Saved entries
= = = =

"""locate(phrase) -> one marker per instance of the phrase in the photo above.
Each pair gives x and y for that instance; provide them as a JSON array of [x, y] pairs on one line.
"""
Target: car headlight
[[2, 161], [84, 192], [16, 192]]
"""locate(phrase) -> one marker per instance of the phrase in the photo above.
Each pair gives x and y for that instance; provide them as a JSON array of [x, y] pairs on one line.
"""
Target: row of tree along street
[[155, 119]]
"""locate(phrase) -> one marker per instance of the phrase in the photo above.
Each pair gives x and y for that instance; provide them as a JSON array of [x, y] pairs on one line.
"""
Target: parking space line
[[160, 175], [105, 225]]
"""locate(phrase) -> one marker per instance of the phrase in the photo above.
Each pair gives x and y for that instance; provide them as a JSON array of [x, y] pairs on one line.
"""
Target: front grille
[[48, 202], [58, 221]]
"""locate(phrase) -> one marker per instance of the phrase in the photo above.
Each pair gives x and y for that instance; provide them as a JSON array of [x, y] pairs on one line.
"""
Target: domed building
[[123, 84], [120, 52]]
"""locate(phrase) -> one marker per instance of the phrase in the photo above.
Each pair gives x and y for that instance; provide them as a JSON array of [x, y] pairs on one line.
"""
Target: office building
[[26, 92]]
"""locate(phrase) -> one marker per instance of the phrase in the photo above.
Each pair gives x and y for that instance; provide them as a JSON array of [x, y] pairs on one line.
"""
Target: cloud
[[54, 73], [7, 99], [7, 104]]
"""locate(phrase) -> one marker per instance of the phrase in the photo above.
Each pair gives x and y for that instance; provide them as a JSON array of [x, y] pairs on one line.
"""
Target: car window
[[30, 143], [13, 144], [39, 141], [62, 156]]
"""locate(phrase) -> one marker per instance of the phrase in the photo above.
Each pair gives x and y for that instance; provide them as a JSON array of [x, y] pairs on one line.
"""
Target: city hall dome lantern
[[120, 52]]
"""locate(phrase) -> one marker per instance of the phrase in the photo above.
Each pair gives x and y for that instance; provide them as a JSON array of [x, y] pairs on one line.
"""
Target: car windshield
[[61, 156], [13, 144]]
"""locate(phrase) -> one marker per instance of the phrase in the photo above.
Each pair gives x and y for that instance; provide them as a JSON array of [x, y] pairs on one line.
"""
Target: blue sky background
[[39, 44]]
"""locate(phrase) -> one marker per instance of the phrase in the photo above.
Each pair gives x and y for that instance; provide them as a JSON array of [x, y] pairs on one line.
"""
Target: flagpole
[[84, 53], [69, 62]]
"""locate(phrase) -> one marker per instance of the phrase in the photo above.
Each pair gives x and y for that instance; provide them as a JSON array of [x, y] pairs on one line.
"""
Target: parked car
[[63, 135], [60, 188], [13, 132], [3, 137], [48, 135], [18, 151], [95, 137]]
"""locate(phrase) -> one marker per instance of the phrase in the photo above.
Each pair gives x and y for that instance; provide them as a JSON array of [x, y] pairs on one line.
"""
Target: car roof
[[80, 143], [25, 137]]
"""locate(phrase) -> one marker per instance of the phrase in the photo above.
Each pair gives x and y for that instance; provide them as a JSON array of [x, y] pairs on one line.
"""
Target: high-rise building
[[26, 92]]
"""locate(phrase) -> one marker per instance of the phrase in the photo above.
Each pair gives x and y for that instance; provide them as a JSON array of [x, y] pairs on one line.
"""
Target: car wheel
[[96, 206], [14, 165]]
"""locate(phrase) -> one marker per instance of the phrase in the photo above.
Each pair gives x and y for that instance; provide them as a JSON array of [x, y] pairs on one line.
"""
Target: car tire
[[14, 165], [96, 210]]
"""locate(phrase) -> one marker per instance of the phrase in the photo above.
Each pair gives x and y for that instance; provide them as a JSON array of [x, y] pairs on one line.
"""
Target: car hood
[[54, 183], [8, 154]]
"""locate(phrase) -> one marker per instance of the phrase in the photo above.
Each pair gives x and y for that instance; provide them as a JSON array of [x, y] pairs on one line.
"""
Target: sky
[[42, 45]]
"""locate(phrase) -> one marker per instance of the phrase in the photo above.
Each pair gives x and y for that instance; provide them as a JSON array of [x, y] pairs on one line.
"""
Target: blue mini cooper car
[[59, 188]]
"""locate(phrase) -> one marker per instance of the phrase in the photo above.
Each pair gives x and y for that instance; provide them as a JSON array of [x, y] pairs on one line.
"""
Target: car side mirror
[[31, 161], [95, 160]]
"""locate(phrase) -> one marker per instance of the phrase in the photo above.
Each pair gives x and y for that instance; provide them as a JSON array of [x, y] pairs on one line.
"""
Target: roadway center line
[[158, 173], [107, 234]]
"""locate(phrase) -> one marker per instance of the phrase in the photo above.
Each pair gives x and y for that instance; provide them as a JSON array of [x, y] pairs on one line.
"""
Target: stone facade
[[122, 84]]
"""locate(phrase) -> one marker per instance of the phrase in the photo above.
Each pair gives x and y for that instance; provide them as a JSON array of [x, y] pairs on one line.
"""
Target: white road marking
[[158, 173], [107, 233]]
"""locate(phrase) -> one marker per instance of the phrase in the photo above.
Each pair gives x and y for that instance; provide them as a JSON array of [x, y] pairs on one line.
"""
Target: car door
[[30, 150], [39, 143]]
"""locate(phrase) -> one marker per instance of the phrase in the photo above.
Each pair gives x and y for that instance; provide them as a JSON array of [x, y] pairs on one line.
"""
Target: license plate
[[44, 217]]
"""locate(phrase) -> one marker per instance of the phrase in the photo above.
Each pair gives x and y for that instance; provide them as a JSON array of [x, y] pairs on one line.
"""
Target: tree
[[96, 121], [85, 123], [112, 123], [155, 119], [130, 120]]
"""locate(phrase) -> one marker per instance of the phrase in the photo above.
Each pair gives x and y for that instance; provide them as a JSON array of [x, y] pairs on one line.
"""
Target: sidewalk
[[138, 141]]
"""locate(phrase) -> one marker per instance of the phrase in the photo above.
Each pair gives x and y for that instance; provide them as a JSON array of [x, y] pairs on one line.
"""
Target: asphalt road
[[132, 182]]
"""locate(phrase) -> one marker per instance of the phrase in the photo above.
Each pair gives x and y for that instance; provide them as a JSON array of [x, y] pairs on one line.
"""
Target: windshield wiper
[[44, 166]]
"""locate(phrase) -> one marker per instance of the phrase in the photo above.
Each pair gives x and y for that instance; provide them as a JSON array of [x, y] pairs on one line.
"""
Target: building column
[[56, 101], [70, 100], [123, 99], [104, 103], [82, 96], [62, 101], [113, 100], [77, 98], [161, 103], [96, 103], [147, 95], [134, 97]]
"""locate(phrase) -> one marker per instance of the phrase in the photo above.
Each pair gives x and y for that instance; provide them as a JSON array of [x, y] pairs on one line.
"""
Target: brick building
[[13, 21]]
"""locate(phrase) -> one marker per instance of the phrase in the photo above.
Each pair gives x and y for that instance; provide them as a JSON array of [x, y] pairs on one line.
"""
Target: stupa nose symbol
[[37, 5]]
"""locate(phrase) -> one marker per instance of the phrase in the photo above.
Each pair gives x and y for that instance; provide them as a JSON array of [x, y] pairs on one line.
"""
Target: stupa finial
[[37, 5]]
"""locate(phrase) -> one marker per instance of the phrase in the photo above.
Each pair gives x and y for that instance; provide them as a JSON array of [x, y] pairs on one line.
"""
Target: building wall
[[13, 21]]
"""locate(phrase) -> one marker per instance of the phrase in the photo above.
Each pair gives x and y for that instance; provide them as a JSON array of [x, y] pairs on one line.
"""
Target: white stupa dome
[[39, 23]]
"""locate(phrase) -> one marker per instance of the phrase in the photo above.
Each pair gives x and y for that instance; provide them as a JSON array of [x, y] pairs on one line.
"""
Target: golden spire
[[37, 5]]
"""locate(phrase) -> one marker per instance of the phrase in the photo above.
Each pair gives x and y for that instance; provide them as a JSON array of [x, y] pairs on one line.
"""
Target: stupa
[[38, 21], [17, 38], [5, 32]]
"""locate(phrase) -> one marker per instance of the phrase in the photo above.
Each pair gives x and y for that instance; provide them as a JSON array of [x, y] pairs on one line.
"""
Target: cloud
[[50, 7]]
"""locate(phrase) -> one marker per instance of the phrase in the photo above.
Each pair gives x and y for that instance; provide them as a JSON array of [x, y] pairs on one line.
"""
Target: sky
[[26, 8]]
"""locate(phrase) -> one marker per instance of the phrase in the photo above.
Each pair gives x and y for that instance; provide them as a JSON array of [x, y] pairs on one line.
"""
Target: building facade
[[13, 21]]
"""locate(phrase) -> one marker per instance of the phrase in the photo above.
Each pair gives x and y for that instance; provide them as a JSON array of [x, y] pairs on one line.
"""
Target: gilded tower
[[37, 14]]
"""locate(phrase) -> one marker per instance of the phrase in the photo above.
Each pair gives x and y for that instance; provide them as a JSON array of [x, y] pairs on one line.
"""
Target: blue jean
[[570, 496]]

= = = =

**TASK PROMPT:** Could you output the lines above, exactly as written, from the one containing "Target: gilded tower" through the last, with both ends included and no others?

**SOLUTION FOR THIS PROBLEM:**
Target: gilded tower
[[37, 14]]
"""locate(phrase) -> one marker per instance of the phrase in the photo above.
Each pair gives x and y for that instance; provide them as a JSON array of [x, y] pairs on one line.
"""
Target: blue jean
[[570, 496]]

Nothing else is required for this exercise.